--- ИСХОДНЫЙ ТЕКСТ ---
Мы — «восточники», коренные мгимовцы — «западники». Помещений в институте не хватает, учимся в две смены. Нас, «восточников», стало меньше, часть наших сотоварищей перевели в другие институты, и держимся мы друг за друга крепче. Я близко схожусь с Витей Прокуниным. Он книжник, умница. С нами Борис Васильев — бывший танкист, человек основательный, уже умудренный жизнью, неназойливо, по-доброму опекающий нас, вчерашних школьников. В наш кружок входит и Седа Алиханянц, дочь одного из создателей советского ядерного оружия академика Абрама Ивановича Алиханова, красивая, скромная и умная девушка. (Она и Витя Прокунин скоро поженились. Так появилась первая, пожалуй, семья на нашем курсе. Летом 1973 года, приехав в Москву в отпуск, я позвонил Прокуниным и узнал горестную весть — Витя умер от инфаркта, оставив Седу с двумя маленькими мальчишками. К тому времени не стало и ее отца, и Седа в одиночку вырастила двух прекрасных, самостоятельных и любящих ее мужчин — Никиту и Максима. С Борисом Васильевым, работавшим в ТАСС, мы сохранили добрые отношения на всю жизнь. При встречах вспоминаем, как ездили вместе на целину, путешествовали по раскаленной равнине Синда, купались в Аравийском море, темной индийской ночью ездили смотреть Сураджкунд старинный священный водоем под Дели, поминаем старых друзей, увидеться с которыми на этом свете уже не придется. Но до тех пор, пока мы помним и говорим о них, они живы.)

--- ЗАДАНИЕ ---
Ответьте кратко на вопросы по отрывку о сокурсниках.
(а) Кем был Борис Васильев до учебы в институте?
(б) От чего умер Витя Прокунин?
(в) Как зовут сыновей Седы?

--- ПРЕДОСТАВЛЕННЫЙ МАТЕРИАЛ ---
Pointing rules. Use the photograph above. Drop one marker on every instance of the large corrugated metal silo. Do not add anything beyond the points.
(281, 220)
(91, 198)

--- РЕЗУЛЬТАТ ВЫПОЛНЕНИЯ ---
(а) Танкистом.
(б) От инфаркта.
(в) Никита и Максим.